-- Instruction 1 --
Answer these questions from the Siddhartha review:
(a) What does Siddhartha realize in the end?
(b) What does the review call the "Brahmin beating" passage?
(c) What does the review say most people need in order to learn?

-- Document passage --
Friday, October 14, 2011

Siddhartha - Hermann Hesse



This is a book that appears to be about Gautama Buddha or based on Buddha’s life. But it is not. The only thing in this story that bears any semblance to Buddha’s life is the way it begins. With a seeker. The paths traversed by the two and the ends reached have nothing in common.

Siddhartha, a seeker, leaves the comfort of his home to find.
He follows different paths thereon; paths that are divergent, even conflicting.
He becomes an ascetic and leads a life of self denial, he indulges in a beautiful courtesan, he becomes associated with a rich merchant and works for him, he plays dice...

In the end he realizes (and this redeems the story that is otherwise nothing remarkable, nothing novel) that seeking in itself is a folly, even if it is Nirvana that you are seeking.
Most of us agree that seeking money, seeking power, seeking pleasure lead to misery. And we believe that seeking Nirvana/Salvation/Deliverance must be the purpose of our lives.
But we are mistaken in believing so. Even when we seek Nirvana, we are still ‘seeking’ and seeking itself leads to misery and most of the time, leads to nowhere.
The answer to our quest lies in Being. Simply Being. And not seeking.
This idea of the author, appearing at the very end of the book, strikes you as novel. It is convincing and it is this in the end that redeems the book.

GOING OVERBOARD

This is the trouble with most people attempting to introduce a change and novelty to mankind, to the society.
Instead of changing or replacing the one thing that is wrong, they categorically dismiss the prevailing theory and practise in their enthusiasm to embrace the new. They rush headlong towards the new and go overboard.

Champions of women’s liberation rushed headlong in their sympathy for women and created laws that were overly in favour of women with the result that too many men have become victims of false dowry cases.
Champions of the ‘Untouchables’ rushed headlong and created the reservation policy with the result that men of merit remained unemployed while offices began to be filled with incompetent rustics.
Champions of the minorities in this country rushed headlong to protect them with the result that the Hindu is a victim of pseudo-secularism today with no one to voice his cause.

This book too, I feel goes overboard at places.

The very first one being ‘Brahmin beating’.
“...He knew that he would not become an ordinary Brahmin, a lazy sacrificial official, an avaricious dealer in magic sayings, a conceited worthless orator, a wicked sly priest, or just a good stupid sheep amongst a large herd...”
A nonsensical generalization.

“Wisdom is not communicable. The wisdom which a wise man tries to communicate always sounds foolish. Knowledge can be communicated but not wisdom. One can find it, be fortified by it, do wonders through it, but one can’t communicate and teach it.
I suspected this and this drove me away from teachers“
The first few lines make sense, the conclusion is where he goes overboard. There is no need to dismiss teachers and teaching. There are only a handful of people in this world who learn on their own or, learn from life. Most of them need the handholding of a teacher.

-- Instruction 2 --
Pick out each line of the records that contains the string "football", and copy those lines.

-- Dataset excerpts on pointing to objects --
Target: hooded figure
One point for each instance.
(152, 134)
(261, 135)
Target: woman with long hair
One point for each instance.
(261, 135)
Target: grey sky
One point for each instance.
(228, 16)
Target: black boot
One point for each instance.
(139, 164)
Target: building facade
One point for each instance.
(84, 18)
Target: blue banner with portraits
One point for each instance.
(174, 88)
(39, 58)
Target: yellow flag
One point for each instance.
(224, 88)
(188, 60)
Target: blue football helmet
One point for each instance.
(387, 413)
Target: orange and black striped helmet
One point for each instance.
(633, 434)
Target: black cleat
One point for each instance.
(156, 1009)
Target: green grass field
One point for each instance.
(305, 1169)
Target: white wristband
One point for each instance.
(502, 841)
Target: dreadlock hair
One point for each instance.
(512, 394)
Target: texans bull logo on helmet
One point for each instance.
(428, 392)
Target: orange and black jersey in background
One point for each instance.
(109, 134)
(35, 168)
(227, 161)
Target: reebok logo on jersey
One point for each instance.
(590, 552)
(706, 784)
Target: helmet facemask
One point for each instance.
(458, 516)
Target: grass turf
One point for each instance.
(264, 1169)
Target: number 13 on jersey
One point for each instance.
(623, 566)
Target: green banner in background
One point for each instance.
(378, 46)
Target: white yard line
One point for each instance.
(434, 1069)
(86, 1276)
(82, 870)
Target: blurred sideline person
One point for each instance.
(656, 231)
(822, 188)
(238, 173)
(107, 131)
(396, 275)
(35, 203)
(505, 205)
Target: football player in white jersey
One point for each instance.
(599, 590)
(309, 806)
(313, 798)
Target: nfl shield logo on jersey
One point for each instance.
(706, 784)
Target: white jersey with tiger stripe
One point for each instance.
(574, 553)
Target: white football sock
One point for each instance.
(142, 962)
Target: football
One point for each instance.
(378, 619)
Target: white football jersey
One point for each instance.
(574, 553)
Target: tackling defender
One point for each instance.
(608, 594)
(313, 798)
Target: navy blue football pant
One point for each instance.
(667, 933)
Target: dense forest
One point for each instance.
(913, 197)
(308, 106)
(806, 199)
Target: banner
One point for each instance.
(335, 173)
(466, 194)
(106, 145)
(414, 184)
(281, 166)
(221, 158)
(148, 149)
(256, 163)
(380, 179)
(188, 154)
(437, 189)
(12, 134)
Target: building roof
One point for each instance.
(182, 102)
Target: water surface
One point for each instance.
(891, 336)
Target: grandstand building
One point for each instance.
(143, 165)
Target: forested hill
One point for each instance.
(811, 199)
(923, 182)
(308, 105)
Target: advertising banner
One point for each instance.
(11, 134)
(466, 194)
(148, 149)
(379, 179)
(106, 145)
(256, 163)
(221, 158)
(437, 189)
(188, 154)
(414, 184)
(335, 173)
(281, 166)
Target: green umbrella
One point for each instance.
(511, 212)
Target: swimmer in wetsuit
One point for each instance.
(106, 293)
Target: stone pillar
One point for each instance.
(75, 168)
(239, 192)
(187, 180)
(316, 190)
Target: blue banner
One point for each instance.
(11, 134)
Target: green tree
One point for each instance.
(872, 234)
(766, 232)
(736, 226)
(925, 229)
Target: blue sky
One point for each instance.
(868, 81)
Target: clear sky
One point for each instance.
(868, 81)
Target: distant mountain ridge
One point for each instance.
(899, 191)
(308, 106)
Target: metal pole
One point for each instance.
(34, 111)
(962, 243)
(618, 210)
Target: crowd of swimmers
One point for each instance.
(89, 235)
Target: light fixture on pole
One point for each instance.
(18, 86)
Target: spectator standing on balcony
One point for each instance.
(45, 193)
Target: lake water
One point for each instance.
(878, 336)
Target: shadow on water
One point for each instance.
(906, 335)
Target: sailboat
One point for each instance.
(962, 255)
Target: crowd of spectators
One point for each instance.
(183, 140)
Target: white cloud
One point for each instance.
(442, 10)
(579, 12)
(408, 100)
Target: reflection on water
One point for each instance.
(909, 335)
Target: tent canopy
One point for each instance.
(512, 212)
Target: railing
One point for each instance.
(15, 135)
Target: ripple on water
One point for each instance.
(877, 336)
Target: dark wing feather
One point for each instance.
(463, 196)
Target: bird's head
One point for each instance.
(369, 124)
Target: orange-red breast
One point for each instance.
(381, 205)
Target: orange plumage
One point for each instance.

-- Full answer 1 --
(a) Seeking is itself a folly, even when the goal is Nirvana.
(b) A nonsensical generalization.
(c) The handholding of a teacher.

-- Full answer 2 --
Target: blue football helmet
Target: football player in white jersey
Target: white football sock
Target: football
Target: white football jersey
Target: navy blue football pant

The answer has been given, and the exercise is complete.